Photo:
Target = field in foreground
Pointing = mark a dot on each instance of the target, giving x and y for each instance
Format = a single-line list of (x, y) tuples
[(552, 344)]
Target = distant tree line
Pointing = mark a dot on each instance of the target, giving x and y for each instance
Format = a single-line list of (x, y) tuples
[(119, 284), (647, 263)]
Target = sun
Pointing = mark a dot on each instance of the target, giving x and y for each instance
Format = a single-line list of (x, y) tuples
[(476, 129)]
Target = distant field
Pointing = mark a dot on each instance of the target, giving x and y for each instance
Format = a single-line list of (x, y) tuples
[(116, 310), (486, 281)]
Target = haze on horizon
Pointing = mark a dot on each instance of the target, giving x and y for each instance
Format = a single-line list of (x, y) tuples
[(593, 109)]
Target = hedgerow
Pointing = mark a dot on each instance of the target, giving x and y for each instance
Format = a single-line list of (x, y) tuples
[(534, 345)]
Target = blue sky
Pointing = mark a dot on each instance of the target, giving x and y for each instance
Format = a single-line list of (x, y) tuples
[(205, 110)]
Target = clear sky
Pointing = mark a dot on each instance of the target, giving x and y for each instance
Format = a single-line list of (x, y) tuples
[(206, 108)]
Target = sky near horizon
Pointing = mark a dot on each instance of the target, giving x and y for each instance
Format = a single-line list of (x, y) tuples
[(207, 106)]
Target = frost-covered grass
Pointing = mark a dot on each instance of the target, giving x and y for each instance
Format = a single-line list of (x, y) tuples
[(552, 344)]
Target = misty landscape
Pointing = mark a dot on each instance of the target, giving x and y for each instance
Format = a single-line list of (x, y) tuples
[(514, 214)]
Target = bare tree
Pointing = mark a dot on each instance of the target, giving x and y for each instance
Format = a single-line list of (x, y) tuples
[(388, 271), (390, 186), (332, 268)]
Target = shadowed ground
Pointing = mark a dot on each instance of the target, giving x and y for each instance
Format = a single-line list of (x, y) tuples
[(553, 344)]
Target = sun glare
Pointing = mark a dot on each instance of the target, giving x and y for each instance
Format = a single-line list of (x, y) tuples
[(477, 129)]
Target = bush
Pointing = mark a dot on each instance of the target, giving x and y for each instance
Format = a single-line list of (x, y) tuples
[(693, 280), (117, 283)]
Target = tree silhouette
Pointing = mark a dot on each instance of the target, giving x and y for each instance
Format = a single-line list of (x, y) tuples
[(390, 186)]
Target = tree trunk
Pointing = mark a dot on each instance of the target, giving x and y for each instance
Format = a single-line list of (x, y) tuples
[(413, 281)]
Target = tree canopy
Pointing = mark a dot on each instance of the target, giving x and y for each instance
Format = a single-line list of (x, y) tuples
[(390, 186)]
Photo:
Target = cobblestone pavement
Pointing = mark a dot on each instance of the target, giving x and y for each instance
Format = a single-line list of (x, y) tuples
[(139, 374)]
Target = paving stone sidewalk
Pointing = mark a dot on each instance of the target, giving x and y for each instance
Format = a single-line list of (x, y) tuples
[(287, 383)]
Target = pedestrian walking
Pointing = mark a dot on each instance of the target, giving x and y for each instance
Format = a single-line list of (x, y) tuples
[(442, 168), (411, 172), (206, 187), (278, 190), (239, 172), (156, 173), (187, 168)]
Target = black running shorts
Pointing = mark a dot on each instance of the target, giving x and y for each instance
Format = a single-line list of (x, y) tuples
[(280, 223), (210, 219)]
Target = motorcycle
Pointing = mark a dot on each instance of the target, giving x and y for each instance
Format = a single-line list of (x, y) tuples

* _EXERCISE PROMPT_
Search the data above for the string "distant" and copy each line that has it.

* _EXPECTED ANSWER_
Target = distant tree line
Target = distant field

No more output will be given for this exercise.